◆ **Document text**
%%

[R-sig-eco] R-sig-ecology Digest, Vol 23, Issue 2

Highland Statistics Ltd. highstat at highstat.com
Tue Feb 2 12:12:43 CET 2010


1. Low counts (Tore Chr Michaelsen)
>     2. Re: Low counts (Miltinho Astronauta)
>     3. Re: Low counts (Maarten de Groot)
>
>
> ----------------------------------------------------------------------
>
> Message: 1
> Date: Mon, 1 Feb 2010 15:04:22 +0100
> From: "Tore Chr Michaelsen"<tore.michaelsen at bio.uib.no>
> To:<r-sig-ecology at r-project.org>
> Subject: [R-sig-eco] Low counts
> Message-ID:<000801caa347$74c62a70$5e527f50$@michaelsen at bio.uib.no>
> Content-Type: text/plain;	charset="us-ascii"
>
> Dear members;
>
> 1) I have fitted a glm to count data (using quasipoisson to correct for
> disp.). In the final model, the relationship between Res and Fitted (i.e.
> the line going through the plot) and QQ looks fine, but I am worried that
> low count (one to five) could violate some assumption of the glm/poisson:
> Although the line in the Res vs Fitted plot looks nice, the values show a
> clear pattern (five diagonal lines = the counts). Crawley/R book says it
> should look like the sky at night with no patterns. I assume patterns are
> not visible with large counts (e.g. 0-100), but highly visible with low
> counts as in this case. I still assume this is reason for some concern about
> the model, or is the concern not justified?
>
>    

Tore,

I'm actually trying to write a paper on exactly the same (low numbers) 
problem. But it doesn't go very fast. The first thing you have to ask 
yourself is whether the fact that there are no zeros is because you 
cannot have zeros...or is it just by chance? In the first case, consider 
zero truncated GLMs. The problem that I face myself with clutch size 
data with values between 1 and 5 is underdispersion.

%%

◆ **Supplied data**
%%

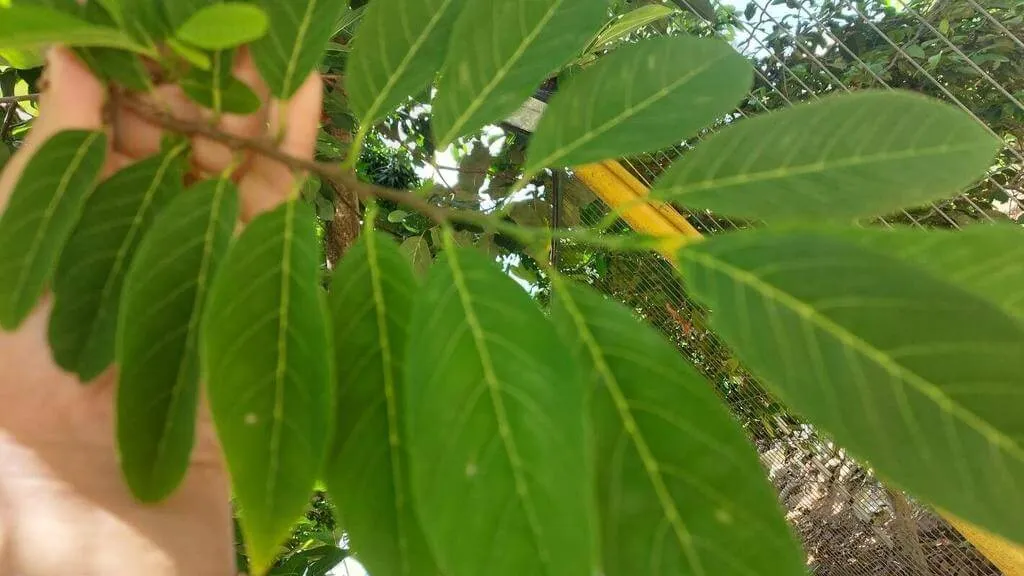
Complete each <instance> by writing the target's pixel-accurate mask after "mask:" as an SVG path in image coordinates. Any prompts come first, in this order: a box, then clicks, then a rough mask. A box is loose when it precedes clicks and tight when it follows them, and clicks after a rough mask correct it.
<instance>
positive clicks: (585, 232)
mask: <svg viewBox="0 0 1024 576" xmlns="http://www.w3.org/2000/svg"><path fill="white" fill-rule="evenodd" d="M120 104H121V106H124V107H125V108H127V109H129V110H131V111H132V112H133V113H134V114H136V115H137V116H138V117H139V118H141V119H142V120H144V121H146V122H150V123H152V124H155V125H157V126H161V127H163V128H166V129H169V130H173V131H175V132H179V133H182V134H185V135H189V136H203V137H206V138H209V139H212V140H215V141H219V142H221V143H224V145H227V146H228V147H229V148H231V149H234V150H248V151H249V152H252V153H255V154H259V155H261V156H264V157H266V158H270V159H272V160H276V161H278V162H281V163H282V164H284V165H285V166H288V167H289V168H291V169H292V170H295V171H298V172H309V173H313V174H316V175H318V176H321V177H322V178H326V179H328V180H331V181H332V182H334V183H335V184H336V186H338V187H340V188H343V189H345V190H348V191H351V192H352V193H354V194H355V196H356V197H357V198H358V199H359V200H361V201H364V202H368V201H370V200H375V199H382V200H388V201H390V202H394V203H396V204H400V205H402V206H406V207H407V208H411V209H413V210H415V211H417V212H420V213H421V214H423V215H424V216H426V217H427V218H429V219H430V220H432V221H434V222H436V223H438V224H443V223H449V222H453V221H458V222H462V223H466V224H471V225H476V227H479V228H481V229H483V230H485V231H487V232H496V233H502V234H505V235H507V236H510V237H512V238H515V239H517V240H519V241H520V242H523V243H524V244H530V243H534V242H538V241H542V240H548V239H551V238H558V239H564V240H570V241H574V242H580V243H585V244H590V245H593V246H599V247H603V248H607V249H611V250H650V249H653V248H655V247H656V246H657V245H658V244H659V243H662V242H664V240H665V239H659V238H655V237H650V236H640V237H638V236H630V237H626V236H596V235H593V234H589V233H587V232H584V231H573V230H556V231H552V230H550V229H547V228H527V227H520V225H518V224H515V223H512V222H510V221H508V220H506V219H504V218H500V217H495V216H494V215H490V214H484V213H481V212H474V211H470V210H456V209H451V208H443V207H440V206H436V205H434V204H431V203H430V202H428V201H427V200H426V199H424V198H421V197H420V196H417V195H416V194H411V193H410V192H409V191H404V190H396V189H390V188H384V187H380V186H377V184H372V183H369V182H364V181H361V180H359V179H358V178H357V177H356V176H355V174H354V173H352V172H351V171H346V170H342V169H341V168H340V167H339V166H338V165H337V164H333V163H326V162H312V161H309V160H303V159H301V158H295V157H293V156H289V155H288V154H285V153H283V152H282V151H281V150H280V149H278V147H276V146H275V145H274V143H273V142H272V141H269V140H265V139H250V138H242V137H239V136H236V135H232V134H228V133H226V132H222V131H220V130H218V129H217V128H215V127H213V126H211V125H209V124H206V123H204V122H197V121H191V120H184V119H181V118H176V117H174V116H173V115H171V114H169V113H167V112H164V111H162V110H158V109H155V108H153V107H152V106H147V105H145V104H143V102H140V101H138V100H135V99H132V98H125V99H124V100H123V101H121V102H120Z"/></svg>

%%

◆ **Brief A**
In the low counts thread, what problem does the responder face with clutch size data that has values between 1 and 5?
◆ **Brief B**
Please carry on the low counts thread from the point where it stops.

◆ **Output A**
Underdispersion.

◆ **Output B**
Hence....underdispersed zero truncated GLMs. And that brings you to 
generalized Poisson GLMs. Yes....there is always more shit. Now...I 
noticed that the zero truncation is not a real problem (i.e. similar 
SEs) as long as the fitted values are around 4 or 5 (or higher). In the 
snake carcasses data in  Chapter 11 of our mixed modelling book, the 
mean was between 1 and 2..and in that case differences between SEs of 
Poisson GLM and trunctated Poisson GLMs were about a factor 3.

As to your diagonal lines...those are due to your discrete values... In 
fact...those "lines" are always present..also in linear regression..but 
then you don't notice them. The extreme case is binary data.

So...summarising...think first about truncation....then check for 
underdispersion because you have a small range of observed values.

Alain





> 2) Any recommendations on literature regarding model inspection in R.
>
> Thank you for reading this mail!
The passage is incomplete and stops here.